**Set task 1**: In the listing, take the part that opens with the line containing "TASK = point to the snow-capped" and runs through the end of the listing. Give that whole part again with the requests and format samples unchanged, and shift every answer coordinate by -71.

**Source passage**:
Those words come from the top as European Commission President José Manuel Barroso made a his first visit to New Zealand to attend the Pacific Islands Forum.

Speaking to a “hyped Up” Auckland business audience (mayor Len Brown’s words), caught up in Rugby World Cup fever, President Barrosa had only positive words for the future of the euro and the EU.

Both are sources of instability in world financial markets. But you wouldn’t know that from President Barroso, a former prime minister of Portugal who is now an enthusiast for market liberalism and economic integration – a long stretch from his days as a leftist activist against the Salazar dictatorship.

He says the future of Europe lies in how fast and how far it goes toward the single market, one that is already the third most populous (500 million) after China and India as well as the world’s richest.

He compared Europe’s achievement with the putative TPP (Trans Pacific Partnership) that aims to integrate the Asia-Pacific Rim economies, a project that is years away and potentially involves bringing together countries as diverse as Japan and the US, Peru and Vietnam.

President Barroso warmed to his theme only after a couple questions about Greece and the euro.

“There are only requests to join, not leave,” he said, referring to the imminent next member (Croatia) that is waiting to join the other 27. “What I see is a drive for more integration and liberalisation.”

On the euro crisis he said: “We had no tools to handle a sovereign debt crisis with a single monetary union.” But recent decisions have created more flexibility and mechanisms to deal with this.

10 years on from 9/11
You probably won’t read much in the next few days that is positive about the 10th anniversary of the attacks on World Trade Center and the Pentagon (plus the foiled one on the US Capitol) in the name of Islam.

But then you don’t hear much these days about Al Qeada and the Taliban either, because they have effectively been neutralised (despite continuous defeatist urgings by the Left to give up altogether).

The Spectator has put the period in perspective in this leader:

According to the CIA, 600 militants have been killed in Pakistan since May, bringing the total to 2000. The Arab revolutions for which [Osama] bin Laden longed took place this year, but with al-Qa’eda nowhere to be seen. Its chief rival, the Islamist factions standing for parliament, are now in the ascendant from Baghdad to Tripoli.

To an extent barely recognised outside the intelligence communities, the past decade has been not just a learning curve but a success story. Yet just as this war was not declared in the traditional way, by a traditional enemy, so victory will not come in a traditional way. This was not a war on terror: one cannot declare war on a concept. It was a terrorists’ war on us: and it is a war they are losing.

This is worth remembering when the conspiracists and others try to paint a picture of western failure and the futility of military endeavour.

Strangely, the latest to join the conspiracy ranks is a former Social Democratic minister in Germany, Andreas von Bülow, whose latest book, Die CIA und der 11. September, according to Spiegel Online

includes an extensive afterword which casts doubt on the claim that Osama bin Laden was in fact shot in Pakistan by US Special Forces. The new edition fails, however, to mention that a number of the book's original claims have long since been refuted. One rather significant detail was the claim that seven of the 19 attackers were still "very much alive," a theory Spiegel disproved in 2003.

**Data for this exercise**:
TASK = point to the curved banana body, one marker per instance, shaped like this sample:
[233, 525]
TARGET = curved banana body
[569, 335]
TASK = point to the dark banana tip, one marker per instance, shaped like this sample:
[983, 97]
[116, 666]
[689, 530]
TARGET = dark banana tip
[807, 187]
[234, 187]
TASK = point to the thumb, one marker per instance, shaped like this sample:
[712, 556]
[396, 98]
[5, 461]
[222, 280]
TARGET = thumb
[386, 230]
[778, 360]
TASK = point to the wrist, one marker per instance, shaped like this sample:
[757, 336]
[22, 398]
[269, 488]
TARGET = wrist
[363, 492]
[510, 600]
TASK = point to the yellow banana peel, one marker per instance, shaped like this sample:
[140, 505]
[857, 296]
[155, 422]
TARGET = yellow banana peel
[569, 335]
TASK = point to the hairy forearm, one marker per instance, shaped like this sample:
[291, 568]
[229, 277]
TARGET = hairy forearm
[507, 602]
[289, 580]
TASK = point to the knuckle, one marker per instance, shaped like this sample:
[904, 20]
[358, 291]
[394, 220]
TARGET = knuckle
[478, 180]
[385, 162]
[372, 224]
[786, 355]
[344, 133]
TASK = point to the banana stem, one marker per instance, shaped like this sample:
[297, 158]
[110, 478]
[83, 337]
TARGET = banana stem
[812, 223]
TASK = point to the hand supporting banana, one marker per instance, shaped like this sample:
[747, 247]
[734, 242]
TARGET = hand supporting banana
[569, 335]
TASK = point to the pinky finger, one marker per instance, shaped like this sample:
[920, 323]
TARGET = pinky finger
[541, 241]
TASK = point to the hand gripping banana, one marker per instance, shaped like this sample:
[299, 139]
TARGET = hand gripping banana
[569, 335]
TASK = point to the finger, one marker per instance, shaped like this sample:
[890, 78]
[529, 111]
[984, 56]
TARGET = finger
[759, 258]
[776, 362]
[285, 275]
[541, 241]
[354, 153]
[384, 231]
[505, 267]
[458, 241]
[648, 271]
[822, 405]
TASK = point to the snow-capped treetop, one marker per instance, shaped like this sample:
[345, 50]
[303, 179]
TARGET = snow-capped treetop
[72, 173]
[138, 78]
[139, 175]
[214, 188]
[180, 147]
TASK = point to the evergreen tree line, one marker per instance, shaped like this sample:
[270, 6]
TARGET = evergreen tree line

**Set task 2**: Write what comes next in the commentary on Barroso's visit and the 9/11 anniversary, starting after its final sentence.

**Written answer 1**:
TASK = point to the snow-capped treetop, one marker per instance, shaped like this sample:
[345, 50]
[303, 179]
TARGET = snow-capped treetop
[1, 102]
[67, 7]
[68, 104]
[143, 117]
[109, 76]
TASK = point to the evergreen tree line, one marker per instance, shaped like this sample:
[270, 6]
TARGET = evergreen tree line

**Written answer 2**:
What the flotilla report really said
Sir Geoffrey Palmer fulfilled my prediction of delivering a fair and balanced report on the Mavi Marmama affair, which got discursive media coverage here due to the story being broken by the New York Times rather than an official release. Read the full report.

Hence Associated Press mainly highlighted the aspects critical of Israel for using disproportional force. But a closer reading offers a point-by-point rebuttal to some of the most preposterous accusations leveled against Israel. These have been summarised in a Wall Street Journal editorial:

One ... accusation from the Turks is that Israel's naval blockade of Gaza is illegal because blockades can only be legally imposed on another state, and Israel has never recognised Palestine as a state. The Palmer report dismisses that legal legerdemain, noting that "Hamas is the de facto political and administrative authority in Gaza," that "it is Hamas that is firing projectiles into Israel or permitting others to do so," that "law does not operate in a political vacuum" and thus "Israel was entitled to take reasonable steps to prevent the influx of weapons into Gaza."

The report also states the Mavi Marmara barely contained any humanitarian goods beyond "foodstuffs and toys carried in passengers' personal baggage." That, of course, hasn’t stopped more such flotilla being planned.

It is instructive that Greece foiled plans for a similar flotilla sailing from Athens while Turkey’s response of disengaging with Israel recalls the parallel of Palestine and Cyprus, where Turkey has consistently opposed moves to integrate the portion it occupies under a single administration.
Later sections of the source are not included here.